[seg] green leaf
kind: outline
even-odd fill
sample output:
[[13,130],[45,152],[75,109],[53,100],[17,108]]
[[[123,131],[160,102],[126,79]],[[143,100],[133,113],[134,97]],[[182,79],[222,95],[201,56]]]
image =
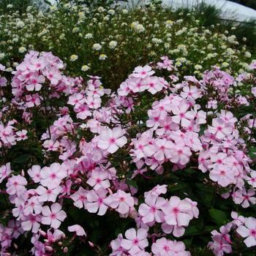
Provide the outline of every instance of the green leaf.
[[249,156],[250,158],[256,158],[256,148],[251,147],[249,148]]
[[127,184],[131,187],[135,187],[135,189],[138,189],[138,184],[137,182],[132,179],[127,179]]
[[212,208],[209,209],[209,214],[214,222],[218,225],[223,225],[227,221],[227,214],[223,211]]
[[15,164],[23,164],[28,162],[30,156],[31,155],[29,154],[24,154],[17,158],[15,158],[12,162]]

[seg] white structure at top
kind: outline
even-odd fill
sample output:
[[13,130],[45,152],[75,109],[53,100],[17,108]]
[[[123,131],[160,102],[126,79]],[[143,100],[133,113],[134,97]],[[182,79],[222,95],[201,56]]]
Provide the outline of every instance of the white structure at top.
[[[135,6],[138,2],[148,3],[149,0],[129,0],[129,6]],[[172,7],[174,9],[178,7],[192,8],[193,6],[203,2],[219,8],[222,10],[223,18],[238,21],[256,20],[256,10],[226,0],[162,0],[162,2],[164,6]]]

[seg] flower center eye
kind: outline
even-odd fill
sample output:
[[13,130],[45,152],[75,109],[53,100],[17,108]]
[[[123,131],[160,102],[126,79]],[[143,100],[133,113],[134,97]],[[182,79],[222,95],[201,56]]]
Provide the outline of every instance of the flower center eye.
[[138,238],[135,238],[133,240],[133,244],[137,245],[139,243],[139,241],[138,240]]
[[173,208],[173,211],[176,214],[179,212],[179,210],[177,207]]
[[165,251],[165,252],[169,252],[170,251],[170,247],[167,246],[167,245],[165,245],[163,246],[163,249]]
━━━━━━━━━━━━━━━━━━━━━━━━━━━━━━
_PROBLEM TO SOLVE:_ Reproduce the entire listing above word for word, leaving out the picture.

_EXERCISE SOLUTION:_
[seg] green leaf
kind: outline
even-odd fill
sample output:
[[13,130],[45,152],[75,109],[53,100],[17,108]]
[[[123,131],[160,102],[126,79]],[[143,100],[133,113],[134,97]],[[182,79],[222,95],[201,56]]]
image =
Provide the outline of every instance of the green leaf.
[[249,156],[250,158],[256,158],[256,148],[251,147],[249,148]]
[[127,184],[131,187],[135,187],[135,189],[138,189],[138,184],[137,182],[132,179],[127,179]]
[[212,208],[209,209],[209,214],[214,222],[218,225],[223,225],[227,221],[227,214],[223,211]]
[[15,164],[23,164],[28,162],[30,156],[31,155],[29,154],[24,154],[17,158],[15,158],[12,162]]

[seg] white structure at top
kind: outline
even-odd fill
sample output:
[[13,130],[45,152],[75,109],[53,100],[17,108]]
[[[123,131],[160,102],[126,79]],[[143,100],[133,113],[134,97]],[[182,79],[222,95],[201,56]]]
Provide the outline of every instance of the white structure at top.
[[[135,6],[138,2],[148,3],[149,0],[129,0],[129,6]],[[172,7],[174,9],[178,7],[192,8],[193,6],[203,2],[219,8],[222,10],[223,18],[238,21],[256,20],[256,10],[226,0],[162,0],[162,2],[164,6]]]

[seg] flower center eye
kind: outline
even-odd fill
sample output:
[[13,130],[45,152],[75,109],[53,100],[17,108]]
[[[123,131],[160,102],[126,79]],[[143,100],[133,113],[134,97]],[[182,79],[222,95],[201,56]]]
Provide the outline of every instance of the flower center eye.
[[138,238],[135,238],[133,240],[133,244],[137,245],[139,243],[139,241],[138,240]]
[[173,208],[173,211],[176,214],[179,212],[179,210],[177,207]]
[[165,251],[165,252],[169,252],[170,251],[170,247],[167,246],[167,245],[165,245],[163,246],[163,249]]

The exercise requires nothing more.